**Try it:**
Line by line, copy out the data below exactly.

[Items from a dataset]

· · · · · · ·

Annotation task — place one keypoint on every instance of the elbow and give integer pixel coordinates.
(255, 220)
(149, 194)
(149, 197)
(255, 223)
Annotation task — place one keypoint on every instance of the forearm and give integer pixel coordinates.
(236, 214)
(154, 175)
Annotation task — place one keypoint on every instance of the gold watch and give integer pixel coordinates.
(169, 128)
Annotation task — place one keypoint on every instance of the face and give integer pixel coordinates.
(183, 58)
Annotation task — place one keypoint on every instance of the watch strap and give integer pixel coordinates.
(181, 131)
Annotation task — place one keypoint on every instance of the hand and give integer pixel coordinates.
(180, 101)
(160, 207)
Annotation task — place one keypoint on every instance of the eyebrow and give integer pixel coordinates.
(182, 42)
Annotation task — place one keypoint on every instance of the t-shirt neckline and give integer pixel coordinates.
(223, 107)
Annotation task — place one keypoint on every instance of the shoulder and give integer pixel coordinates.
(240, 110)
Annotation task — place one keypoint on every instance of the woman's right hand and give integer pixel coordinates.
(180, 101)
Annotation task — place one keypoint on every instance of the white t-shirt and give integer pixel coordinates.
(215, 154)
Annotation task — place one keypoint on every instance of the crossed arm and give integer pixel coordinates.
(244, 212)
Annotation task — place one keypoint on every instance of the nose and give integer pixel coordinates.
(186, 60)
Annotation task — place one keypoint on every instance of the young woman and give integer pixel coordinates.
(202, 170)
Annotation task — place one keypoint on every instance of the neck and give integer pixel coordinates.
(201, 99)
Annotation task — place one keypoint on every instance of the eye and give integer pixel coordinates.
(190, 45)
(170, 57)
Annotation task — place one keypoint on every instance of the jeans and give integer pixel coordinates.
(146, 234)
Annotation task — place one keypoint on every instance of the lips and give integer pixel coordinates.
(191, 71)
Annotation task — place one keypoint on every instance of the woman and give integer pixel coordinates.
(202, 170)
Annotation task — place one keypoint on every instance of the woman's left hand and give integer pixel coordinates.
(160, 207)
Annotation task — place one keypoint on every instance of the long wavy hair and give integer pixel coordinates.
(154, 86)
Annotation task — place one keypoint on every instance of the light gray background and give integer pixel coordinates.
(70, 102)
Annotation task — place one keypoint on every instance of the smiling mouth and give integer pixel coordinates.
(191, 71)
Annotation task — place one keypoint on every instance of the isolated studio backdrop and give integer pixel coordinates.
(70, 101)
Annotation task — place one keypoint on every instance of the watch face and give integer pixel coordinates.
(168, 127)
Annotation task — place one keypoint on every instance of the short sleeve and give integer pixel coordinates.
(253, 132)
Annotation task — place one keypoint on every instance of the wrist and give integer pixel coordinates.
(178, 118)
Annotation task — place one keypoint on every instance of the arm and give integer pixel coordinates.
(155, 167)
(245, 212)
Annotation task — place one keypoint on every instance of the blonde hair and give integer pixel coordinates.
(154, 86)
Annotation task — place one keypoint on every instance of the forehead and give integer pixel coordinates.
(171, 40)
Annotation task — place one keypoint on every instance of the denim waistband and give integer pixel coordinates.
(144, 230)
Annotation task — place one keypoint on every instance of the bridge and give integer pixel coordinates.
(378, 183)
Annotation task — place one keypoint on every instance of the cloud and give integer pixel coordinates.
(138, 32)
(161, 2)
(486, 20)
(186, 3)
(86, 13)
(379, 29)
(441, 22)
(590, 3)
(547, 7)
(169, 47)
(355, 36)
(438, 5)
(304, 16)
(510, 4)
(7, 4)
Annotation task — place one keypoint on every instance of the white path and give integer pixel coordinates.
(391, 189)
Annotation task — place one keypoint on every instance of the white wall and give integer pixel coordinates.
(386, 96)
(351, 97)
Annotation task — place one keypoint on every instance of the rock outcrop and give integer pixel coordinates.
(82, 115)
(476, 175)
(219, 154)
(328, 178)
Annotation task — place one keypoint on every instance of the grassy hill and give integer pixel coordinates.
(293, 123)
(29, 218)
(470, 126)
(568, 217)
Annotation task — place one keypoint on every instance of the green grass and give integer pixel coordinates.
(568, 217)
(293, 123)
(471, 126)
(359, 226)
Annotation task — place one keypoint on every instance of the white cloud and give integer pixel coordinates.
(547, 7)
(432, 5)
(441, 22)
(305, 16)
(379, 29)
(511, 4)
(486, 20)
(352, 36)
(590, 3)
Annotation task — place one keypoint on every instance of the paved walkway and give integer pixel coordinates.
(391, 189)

· · · · · · ·

**Written reply:**
Annotation task — place one keypoint on every instance of the elbow and give integer pixel coordinates.
(255, 220)
(149, 194)
(149, 197)
(255, 223)
Annotation task — place one keypoint on every instance of the forearm and give integer pixel coordinates.
(236, 214)
(154, 175)
Annotation task — place one keypoint on every instance of the gold watch and give integer pixel coordinates.
(169, 128)
Annotation task — place one keypoint on every instance of the face and give integer pixel coordinates.
(183, 58)
Annotation task — place one keypoint on every instance of the watch strap and give integer pixel coordinates.
(181, 131)
Annotation task — place one keypoint on every instance of the hand and give integer pixel coordinates.
(180, 101)
(160, 207)
Annotation task — place one keypoint on every instance of the eyebrow and give integer pixel coordinates.
(182, 42)
Annotation task — place one keypoint on every instance of the t-shirt neckline and give integer pixel coordinates.
(223, 107)
Annotation task — place one keypoint on every instance of the shoulder and give integer pixel coordinates.
(240, 110)
Annotation task — place one keypoint on every instance of the woman's right hand and give integer pixel coordinates.
(180, 101)
Annotation task — place one keypoint on every instance of the white t-shirt and give integer pixel coordinates.
(215, 154)
Annotation task — place one keypoint on every instance of the crossed arm and give integer pixel coordinates.
(244, 212)
Annotation task — place one keypoint on every instance of the nose and give integer pixel coordinates.
(186, 60)
Annotation task — place one keypoint on every instance of the young woman and give integer pixel coordinates.
(202, 170)
Annotation task — place one keypoint on every instance of the neck and give integer pixel coordinates.
(201, 99)
Annotation task — place one keypoint on every instance of the eye and give integer pixel coordinates.
(190, 45)
(170, 57)
Annotation task — place one keypoint on every instance of the jeans and give integer pixel coordinates.
(146, 234)
Annotation task — place one keypoint on every instance of the lips and give integer pixel coordinates.
(191, 71)
Annotation task — place one keypoint on every instance of the woman and give integer pixel coordinates.
(202, 170)
Annotation task — place one keypoint on every instance of the woman's left hand and give integer pixel coordinates.
(160, 207)
Annotation task — place one keypoint on every instance of the long wavy hair and give integer pixel coordinates.
(154, 86)
Annotation task — place one keypoint on every instance of the light gray background and give integer pixel coordinates.
(70, 102)
Annotation task — place one keypoint on every instance of the smiling mouth and give integer pixel coordinates.
(191, 71)
Annotation task — place one keypoint on every instance of the isolated studio backdrop and give integer pixel coordinates.
(70, 101)
Annotation task — place one keypoint on every instance of the watch face and give integer pixel coordinates.
(168, 127)
Annotation task — place one keypoint on every instance of the short sleeve and give integer pixel coordinates.
(253, 132)
Annotation task — place one keypoint on every instance of the wrist and give integer pixel coordinates.
(178, 118)
Annotation task — place one keypoint on every instance of the arm and give integer pixel coordinates.
(155, 167)
(245, 212)
Annotation task — place one keypoint on every instance of the blonde hair and give integer pixel coordinates.
(154, 86)
Annotation task — place one keypoint on every instance of the forehead and give integer pixel coordinates.
(171, 40)
Annotation task — place one keypoint on every instance of the denim waistband and give integer pixel coordinates.
(144, 230)
Annotation task — place one keypoint on every instance of the bridge and give integer pixel coordinates.
(378, 183)
Annotation task — place one keypoint on every instance of the cloud and give integer pixel coordinates.
(138, 32)
(161, 2)
(486, 20)
(186, 3)
(86, 13)
(379, 29)
(441, 22)
(590, 3)
(547, 7)
(169, 47)
(355, 36)
(438, 5)
(304, 16)
(510, 4)
(7, 4)
Annotation task — place one keypoint on every instance of the white path and give integer pixel coordinates.
(391, 189)
Annotation task — place one keypoint on every instance of the white wall and give integer pixel coordinates.
(386, 96)
(351, 97)
Annotation task — place one keypoint on every instance of the rock outcrop and give integer pixel coordinates.
(82, 115)
(476, 175)
(219, 154)
(328, 178)
Annotation task — place one keypoint on every instance of the grassy hill and give integer pixel coordinates.
(293, 123)
(29, 218)
(470, 126)
(568, 217)
Annotation task — place one keypoint on every instance of the green grass and give integer pixel coordinates.
(568, 217)
(293, 123)
(471, 126)
(359, 226)
Annotation task — place one keypoint on every instance of the white cloud and give integer pixel coordinates.
(547, 7)
(432, 5)
(441, 22)
(305, 16)
(379, 29)
(511, 4)
(486, 20)
(352, 36)
(590, 3)
Annotation task — place one keypoint on every instance of the paved walkway and give integer pixel coordinates.
(391, 189)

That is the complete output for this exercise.